**DIRECTIONS**
The answer must be every line below that holds the word "spot".

══ EXERCISE MATERIAL

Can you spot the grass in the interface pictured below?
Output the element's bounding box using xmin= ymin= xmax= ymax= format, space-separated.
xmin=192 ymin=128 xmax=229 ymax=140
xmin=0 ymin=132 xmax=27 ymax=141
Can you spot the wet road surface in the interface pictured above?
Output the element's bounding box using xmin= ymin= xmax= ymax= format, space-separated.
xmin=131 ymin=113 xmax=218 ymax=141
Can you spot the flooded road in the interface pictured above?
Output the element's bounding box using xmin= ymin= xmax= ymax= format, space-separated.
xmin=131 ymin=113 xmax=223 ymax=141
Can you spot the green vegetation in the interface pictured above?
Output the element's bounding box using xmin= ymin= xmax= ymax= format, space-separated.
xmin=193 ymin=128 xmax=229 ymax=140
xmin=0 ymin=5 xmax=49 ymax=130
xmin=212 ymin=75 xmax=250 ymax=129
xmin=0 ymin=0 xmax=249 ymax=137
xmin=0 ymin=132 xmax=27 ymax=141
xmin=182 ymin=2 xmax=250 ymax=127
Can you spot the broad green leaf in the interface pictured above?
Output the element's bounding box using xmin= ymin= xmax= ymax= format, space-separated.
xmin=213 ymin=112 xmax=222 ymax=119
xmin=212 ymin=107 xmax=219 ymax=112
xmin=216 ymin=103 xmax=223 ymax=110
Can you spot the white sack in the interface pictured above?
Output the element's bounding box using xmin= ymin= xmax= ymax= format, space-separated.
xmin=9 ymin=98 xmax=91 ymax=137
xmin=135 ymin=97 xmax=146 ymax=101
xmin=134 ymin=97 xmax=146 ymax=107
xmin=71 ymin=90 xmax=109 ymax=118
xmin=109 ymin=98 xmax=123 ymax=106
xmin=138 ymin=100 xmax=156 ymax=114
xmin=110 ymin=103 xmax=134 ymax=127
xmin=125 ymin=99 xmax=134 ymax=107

════

**SOLUTION TO THIS PROBLEM**
Can you spot the grass in the interface pictured below?
Can you spot the wet road surface in the interface pictured above?
Can you spot the flooded road in the interface pictured above?
Can you spot the green vegetation in the interface pictured above?
Can you spot the broad green leaf in the interface pictured above?
Can you spot the white sack in the interface pictured above?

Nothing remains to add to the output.